**Texte de lecture**
──────
Vatileaks: les mauvais coups de la Repubblica

Ou comment relancer une polémique qui s'essouffle, à coup de nouvelles inventées. Et c'est là que la presse étrangère puise en partie son information, sur le Pape et sur d'autres sujets. Dure mise au point du Père Lombardi (25/7/2012)

Il y a une dizaine de jours, j'alertais Marie-Anne (qui a la gentillesse de me traduire régulièrement des textes en allemand) à propos d'un article de Paul Badde, paru dans Die welt, et reproduit sur www.kath.net , lui demandant ce qu'elle en pensait, et s'il valait la peine d'être traduit.
La réponse de mon amie fut que l'article faisait état de ragots impliquant l'entourage proche du Saint-Père (Ingrid Stampa, Josef Clemens) et, disait-elle "A mon avis, ce n’est pas la peine de le traduire, nous verrons la suite".

L'article de Die Welt est assez longtemps resté à l'état dormant.
Le 23 juillet, coup de tonnerre en Italie (je dois le dire: pas encore en France, vacances d'été oblige, mais je ne doute pas que les habituelles vipères le gardent en réserve, et je préfère prendre les devants).
──────
**Données fournies**

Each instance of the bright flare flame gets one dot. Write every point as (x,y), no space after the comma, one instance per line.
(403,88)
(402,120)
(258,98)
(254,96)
──────
**Objectif de l'exercice**
Pourriez-vous poursuivre le texte sur l'affaire Vatileaks et la Repubblica à partir de sa dernière phrase ?

**Réponse**
La Repubblica publiait sur deux pages un article signé Marco Ansaldo , successeur de Politi dans le rôle de vaticaniste malfaisant du quotidien gauchiste (1) sous le titre tonitruant:
La gouvernante, le ghost-writer et l'ex-secrétaire de Benoît, trois corbeaux de plus autour du Pape (l'allusion au 'ghost writer' est une petite saleté, comme ça, en passant, laissant supposer que le Saint-Père n'écrit pas lui-même ses discours, même si dans l'article, c'est plus nuancé, puisqu'il faut bien que quelqu'un relise les notes du Pape, les tape sur l'ordinateur, corrige d'éventuelles coquilles, et éventuellement recherche l'appareil bibliographique, et les citations).

Renseignement pris, il s'agissait d'un plagiat pur et simple de l'article de Paul Badde (dont je ne saisis pas bien le rôle, très décevant, dans cette affaire), ce qui en dit long sur les pratiques d'une certaine presse.
Quant au contenu, on pourrait dire "tout est dans le titre".

Cette mise en cause nominale de trois personnes considérées comme proches du Pape a provoqué l'indignation de la Secrétairerie d'Etat, et la fureur plus que légitime du Père Lombardi.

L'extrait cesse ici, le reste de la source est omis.